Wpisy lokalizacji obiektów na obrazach
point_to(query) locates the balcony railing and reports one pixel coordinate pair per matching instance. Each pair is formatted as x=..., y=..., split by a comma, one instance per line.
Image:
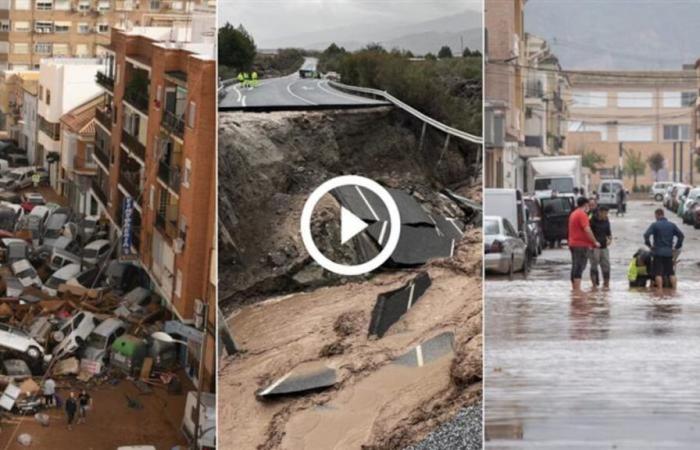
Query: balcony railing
x=97, y=189
x=130, y=182
x=173, y=123
x=134, y=145
x=105, y=81
x=165, y=225
x=104, y=116
x=102, y=156
x=170, y=175
x=137, y=100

> WYMAGANIE:
Przepisz wszystkie pozycje powyżej, zastępując „balcony railing” wyrażeniem „window frame” i nie zmieniając niczego poza tym. Obrazy należy pominąć w odpowiedzi.

> ROZWIĄZANE ZADANIE:
point_to(query) locates the window frame and reports one pixel coordinate pair per matching instance. Each pair is formatted as x=..., y=..., split by a comma, one instance per line.
Image:
Query: window frame
x=97, y=189
x=130, y=182
x=173, y=123
x=134, y=145
x=105, y=81
x=165, y=225
x=104, y=116
x=102, y=156
x=170, y=175
x=137, y=100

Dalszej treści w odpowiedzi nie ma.